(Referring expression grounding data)
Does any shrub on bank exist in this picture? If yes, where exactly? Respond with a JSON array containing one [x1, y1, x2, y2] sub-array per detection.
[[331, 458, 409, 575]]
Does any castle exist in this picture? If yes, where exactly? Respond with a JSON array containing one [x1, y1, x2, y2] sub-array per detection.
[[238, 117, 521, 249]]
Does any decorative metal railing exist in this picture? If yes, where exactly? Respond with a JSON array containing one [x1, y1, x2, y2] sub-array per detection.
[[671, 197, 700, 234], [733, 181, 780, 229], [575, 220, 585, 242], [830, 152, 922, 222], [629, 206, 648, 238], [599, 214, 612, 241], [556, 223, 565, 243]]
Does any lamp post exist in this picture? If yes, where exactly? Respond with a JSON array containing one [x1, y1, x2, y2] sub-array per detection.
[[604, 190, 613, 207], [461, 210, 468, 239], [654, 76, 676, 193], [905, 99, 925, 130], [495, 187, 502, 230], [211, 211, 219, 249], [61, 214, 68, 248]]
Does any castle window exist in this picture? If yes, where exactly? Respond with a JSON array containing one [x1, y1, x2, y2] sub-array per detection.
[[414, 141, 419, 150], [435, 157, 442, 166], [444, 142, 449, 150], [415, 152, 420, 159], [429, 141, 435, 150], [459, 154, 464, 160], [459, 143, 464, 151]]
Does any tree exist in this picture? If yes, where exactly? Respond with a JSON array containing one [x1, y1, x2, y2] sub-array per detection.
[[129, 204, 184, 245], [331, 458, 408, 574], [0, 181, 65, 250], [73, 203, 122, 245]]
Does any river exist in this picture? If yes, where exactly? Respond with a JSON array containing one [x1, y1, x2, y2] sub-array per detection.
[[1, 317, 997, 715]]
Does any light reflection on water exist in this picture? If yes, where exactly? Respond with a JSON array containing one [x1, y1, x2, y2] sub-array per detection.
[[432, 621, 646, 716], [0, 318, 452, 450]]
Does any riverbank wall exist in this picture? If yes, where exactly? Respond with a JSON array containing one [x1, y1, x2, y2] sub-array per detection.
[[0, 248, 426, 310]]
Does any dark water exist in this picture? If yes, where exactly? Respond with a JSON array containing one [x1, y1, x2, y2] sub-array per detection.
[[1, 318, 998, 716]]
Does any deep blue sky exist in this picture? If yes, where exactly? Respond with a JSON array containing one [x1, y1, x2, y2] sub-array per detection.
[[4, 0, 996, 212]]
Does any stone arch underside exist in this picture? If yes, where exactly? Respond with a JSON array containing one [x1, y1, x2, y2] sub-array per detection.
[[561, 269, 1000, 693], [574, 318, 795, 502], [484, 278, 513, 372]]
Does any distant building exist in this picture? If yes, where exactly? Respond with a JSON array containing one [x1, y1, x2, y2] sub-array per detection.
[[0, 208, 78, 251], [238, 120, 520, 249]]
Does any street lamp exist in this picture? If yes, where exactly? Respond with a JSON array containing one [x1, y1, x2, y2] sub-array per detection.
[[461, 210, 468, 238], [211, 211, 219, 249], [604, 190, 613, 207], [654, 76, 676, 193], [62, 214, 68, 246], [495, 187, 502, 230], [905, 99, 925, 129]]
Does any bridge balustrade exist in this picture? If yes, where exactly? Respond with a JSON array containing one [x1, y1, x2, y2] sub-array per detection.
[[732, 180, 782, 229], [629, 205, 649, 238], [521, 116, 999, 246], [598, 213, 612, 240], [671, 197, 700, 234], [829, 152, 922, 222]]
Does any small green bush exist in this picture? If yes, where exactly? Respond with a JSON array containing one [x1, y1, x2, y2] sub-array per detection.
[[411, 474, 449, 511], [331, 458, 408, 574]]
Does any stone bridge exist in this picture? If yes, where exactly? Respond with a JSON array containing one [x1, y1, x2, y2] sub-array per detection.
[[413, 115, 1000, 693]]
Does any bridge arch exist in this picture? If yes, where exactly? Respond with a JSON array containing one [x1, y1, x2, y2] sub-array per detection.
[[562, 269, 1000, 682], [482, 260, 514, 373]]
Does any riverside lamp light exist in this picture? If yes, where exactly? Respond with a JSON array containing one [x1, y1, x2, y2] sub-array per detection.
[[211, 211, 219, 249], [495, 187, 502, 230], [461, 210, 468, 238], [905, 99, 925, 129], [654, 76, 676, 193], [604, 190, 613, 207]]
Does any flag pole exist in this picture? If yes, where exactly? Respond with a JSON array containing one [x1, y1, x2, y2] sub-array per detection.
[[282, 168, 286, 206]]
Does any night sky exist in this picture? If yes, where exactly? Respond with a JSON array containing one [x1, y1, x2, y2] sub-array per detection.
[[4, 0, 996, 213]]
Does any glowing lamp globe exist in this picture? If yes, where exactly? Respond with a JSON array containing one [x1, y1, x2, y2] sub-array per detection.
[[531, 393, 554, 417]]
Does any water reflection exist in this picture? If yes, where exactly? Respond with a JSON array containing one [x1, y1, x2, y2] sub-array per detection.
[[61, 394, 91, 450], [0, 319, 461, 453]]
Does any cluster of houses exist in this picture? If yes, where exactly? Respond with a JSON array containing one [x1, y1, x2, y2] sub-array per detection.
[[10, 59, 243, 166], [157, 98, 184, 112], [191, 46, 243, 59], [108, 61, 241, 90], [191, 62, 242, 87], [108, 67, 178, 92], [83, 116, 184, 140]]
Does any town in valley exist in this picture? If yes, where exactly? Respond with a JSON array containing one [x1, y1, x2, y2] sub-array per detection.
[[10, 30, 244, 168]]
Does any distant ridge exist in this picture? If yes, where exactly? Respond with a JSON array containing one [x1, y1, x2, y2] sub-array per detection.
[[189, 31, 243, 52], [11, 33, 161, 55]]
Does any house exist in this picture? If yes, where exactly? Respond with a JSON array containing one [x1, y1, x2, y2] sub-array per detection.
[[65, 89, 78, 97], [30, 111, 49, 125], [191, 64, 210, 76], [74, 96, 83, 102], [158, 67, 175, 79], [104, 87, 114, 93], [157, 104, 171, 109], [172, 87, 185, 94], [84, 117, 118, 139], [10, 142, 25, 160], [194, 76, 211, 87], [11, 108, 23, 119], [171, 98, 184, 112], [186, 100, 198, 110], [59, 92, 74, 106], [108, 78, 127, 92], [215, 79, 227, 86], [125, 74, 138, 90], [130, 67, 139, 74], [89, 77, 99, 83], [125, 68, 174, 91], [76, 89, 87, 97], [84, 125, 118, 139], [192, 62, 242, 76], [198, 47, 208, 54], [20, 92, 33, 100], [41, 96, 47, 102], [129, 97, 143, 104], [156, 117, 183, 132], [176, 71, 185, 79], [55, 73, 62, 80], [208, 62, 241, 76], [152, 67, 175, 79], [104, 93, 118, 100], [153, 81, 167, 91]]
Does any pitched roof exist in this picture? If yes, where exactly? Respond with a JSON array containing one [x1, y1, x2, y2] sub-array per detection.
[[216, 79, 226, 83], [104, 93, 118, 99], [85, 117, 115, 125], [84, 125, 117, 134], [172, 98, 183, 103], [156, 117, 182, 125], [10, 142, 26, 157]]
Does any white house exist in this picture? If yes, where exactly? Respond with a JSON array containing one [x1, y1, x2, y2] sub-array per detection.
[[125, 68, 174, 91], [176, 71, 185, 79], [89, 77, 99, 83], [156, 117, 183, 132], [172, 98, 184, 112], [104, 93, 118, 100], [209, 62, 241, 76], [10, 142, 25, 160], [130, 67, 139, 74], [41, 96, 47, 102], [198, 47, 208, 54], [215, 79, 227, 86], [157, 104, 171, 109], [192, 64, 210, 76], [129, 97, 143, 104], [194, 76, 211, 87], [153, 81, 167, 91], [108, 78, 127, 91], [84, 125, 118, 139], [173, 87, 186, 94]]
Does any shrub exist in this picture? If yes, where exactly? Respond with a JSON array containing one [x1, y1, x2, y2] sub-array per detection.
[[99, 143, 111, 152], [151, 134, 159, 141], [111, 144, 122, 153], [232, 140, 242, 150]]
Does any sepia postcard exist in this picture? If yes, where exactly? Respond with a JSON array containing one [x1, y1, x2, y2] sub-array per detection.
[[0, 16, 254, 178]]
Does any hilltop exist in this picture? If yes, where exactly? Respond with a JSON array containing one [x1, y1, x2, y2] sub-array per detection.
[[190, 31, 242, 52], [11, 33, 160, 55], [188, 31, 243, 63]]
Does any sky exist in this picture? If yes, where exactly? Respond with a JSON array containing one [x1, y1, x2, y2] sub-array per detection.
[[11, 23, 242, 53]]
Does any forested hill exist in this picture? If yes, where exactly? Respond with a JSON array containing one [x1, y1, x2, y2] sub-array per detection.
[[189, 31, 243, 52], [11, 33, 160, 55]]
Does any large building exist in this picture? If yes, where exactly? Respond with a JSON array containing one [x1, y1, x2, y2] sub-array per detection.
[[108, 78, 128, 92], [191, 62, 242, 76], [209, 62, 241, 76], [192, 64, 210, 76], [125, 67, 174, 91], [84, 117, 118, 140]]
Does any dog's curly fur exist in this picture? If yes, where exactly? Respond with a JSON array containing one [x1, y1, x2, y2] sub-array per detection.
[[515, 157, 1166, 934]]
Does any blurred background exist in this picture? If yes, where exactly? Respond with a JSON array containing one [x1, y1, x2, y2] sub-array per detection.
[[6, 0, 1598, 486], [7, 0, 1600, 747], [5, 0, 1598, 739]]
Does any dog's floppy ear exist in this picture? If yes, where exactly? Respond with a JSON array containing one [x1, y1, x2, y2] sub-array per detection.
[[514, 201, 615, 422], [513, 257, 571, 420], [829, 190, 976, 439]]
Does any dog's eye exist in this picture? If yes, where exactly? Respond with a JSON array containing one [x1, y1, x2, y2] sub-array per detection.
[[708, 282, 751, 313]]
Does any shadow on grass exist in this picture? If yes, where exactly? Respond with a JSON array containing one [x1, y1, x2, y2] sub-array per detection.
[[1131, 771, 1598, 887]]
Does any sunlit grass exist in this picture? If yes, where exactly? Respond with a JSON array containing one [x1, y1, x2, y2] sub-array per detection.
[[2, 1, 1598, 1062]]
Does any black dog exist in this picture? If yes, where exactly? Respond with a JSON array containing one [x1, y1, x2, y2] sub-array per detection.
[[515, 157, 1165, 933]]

▶ Task requirements
Return the lines above, from the one containing "Does any dog's curly" to the end, exactly as they stand.

▶ Solution to this task
Does any dog's curly fur exist in this picture? If yes, where exactly? Respond with a JSON array containing one [x1, y1, x2, y2] sub-array per detection.
[[515, 157, 1166, 934]]
Does any blurred background exist in this picture? If yes, where exactly? Respond with a JSON array containing one [x1, y1, x2, y2] sub-array per detection.
[[6, 0, 1598, 486], [7, 0, 1600, 747], [5, 0, 1598, 739]]
Does any dog's floppy ear exist in this picture? If yes, where exactly? Respond with a JSON array containing one [x1, y1, x2, y2] sub-array per detection.
[[514, 201, 615, 422], [513, 257, 571, 420], [829, 190, 976, 439]]
Does any dog's eye exist in this picture? If yes, where exactly? Respond with a JSON array containing one [x1, y1, x2, y2] sub-array per detection.
[[708, 282, 751, 313]]
Does any shadow on grass exist in this picture? If yes, where exactly? Respond with a JSON array containing one [x1, y1, x2, y2] sub-array per detection.
[[1131, 771, 1598, 887]]
Does any sunlit grass exist in this picture? If yes, where exactly? Respond with a JSON array containing one [x1, y1, x2, y2] sub-array per detection.
[[2, 1, 1598, 1062]]
Does any black dog exist in this picture? If yes, where exactly? Respond with a JSON array containing one [x1, y1, x2, y2] sub-array per detection.
[[515, 157, 1165, 933]]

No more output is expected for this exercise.